> [THE PROBLEM]:
Present the material below as a JSON list of strings, one string for each line, with blank lines omitted.

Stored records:
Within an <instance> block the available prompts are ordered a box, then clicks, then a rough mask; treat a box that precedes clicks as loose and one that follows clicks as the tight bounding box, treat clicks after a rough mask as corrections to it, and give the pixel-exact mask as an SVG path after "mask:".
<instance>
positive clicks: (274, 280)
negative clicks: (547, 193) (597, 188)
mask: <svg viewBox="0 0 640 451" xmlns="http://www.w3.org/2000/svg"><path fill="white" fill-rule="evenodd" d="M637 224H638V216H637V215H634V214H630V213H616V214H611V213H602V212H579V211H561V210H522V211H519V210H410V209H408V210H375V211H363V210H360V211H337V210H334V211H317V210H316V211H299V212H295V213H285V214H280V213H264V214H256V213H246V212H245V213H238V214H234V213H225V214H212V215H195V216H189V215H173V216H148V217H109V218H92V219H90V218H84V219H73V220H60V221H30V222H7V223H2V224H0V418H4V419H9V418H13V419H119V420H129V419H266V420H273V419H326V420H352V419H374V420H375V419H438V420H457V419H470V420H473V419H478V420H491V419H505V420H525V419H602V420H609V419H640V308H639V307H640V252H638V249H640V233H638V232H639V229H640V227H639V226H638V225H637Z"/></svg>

> [ANSWER BOX]:
[
  "Within an <instance> block the available prompts are ordered a box, then clicks, then a rough mask; treat a box that precedes clicks as loose and one that follows clicks as the tight bounding box, treat clicks after a rough mask as corrections to it, and give the pixel-exact mask as an SVG path after \"mask:\".",
  "<instance>",
  "positive clicks: (274, 280)",
  "negative clicks: (547, 193) (597, 188)",
  "mask: <svg viewBox=\"0 0 640 451\" xmlns=\"http://www.w3.org/2000/svg\"><path fill=\"white\" fill-rule=\"evenodd\" d=\"M637 224H638V216H637V215H634V214H630V213H616V214H611V213H602V212H579V211H561V210H522V211H519V210H410V209H408V210H375V211H363V210H360V211H337V210H334V211H317V210H316V211H299V212H295V213H285V214H280V213H264V214H256V213H246V212H245V213H238V214H234V213H225V214H212V215H195V216H189V215H173V216H148V217H109V218H92V219H90V218H84V219H73V220H60V221H30V222H7V223H2V224H0V418H4V419H9V418H13V419H119V420H129V419H266V420H273V419H326V420H352V419H374V420H375V419H438V420H457V419H470V420H473V419H478V420H491V419H505V420H525V419H602V420H609V419H640V308H639V307H640V252H638V249H640V233H638V232H639V229H640V227H639V226H638V225H637Z\"/></svg>"
]